Required task — Output every line of the material below as a numbered list, skipping blank lines and leaving out the pictures.

Excerpted records —
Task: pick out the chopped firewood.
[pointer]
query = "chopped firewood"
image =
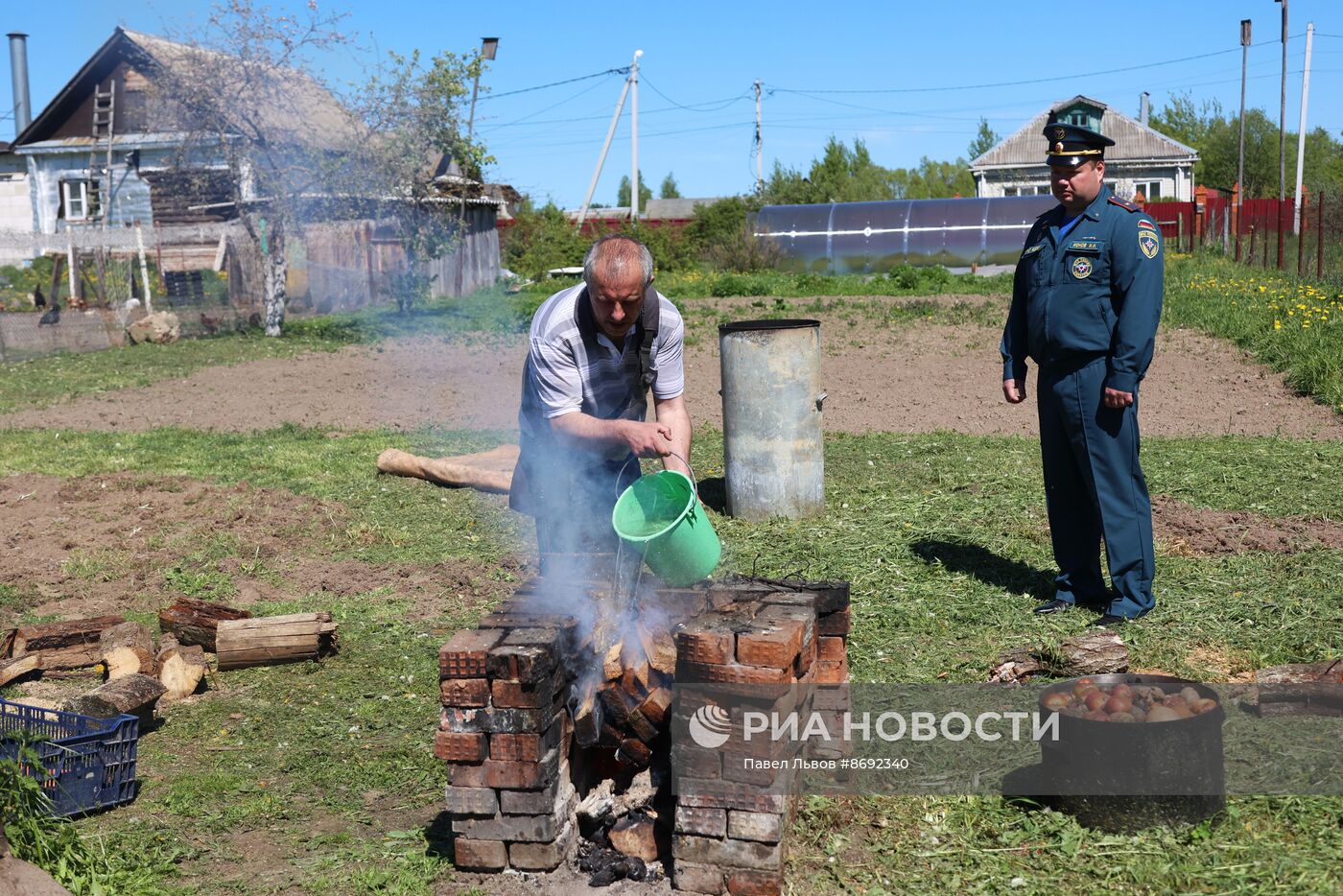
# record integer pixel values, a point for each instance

Answer for the task —
1. Task: pick out the chopped firewood.
2. [pointer]
3. query = "chopped firewood"
4. image =
5. # record integer pixel values, a point for each instance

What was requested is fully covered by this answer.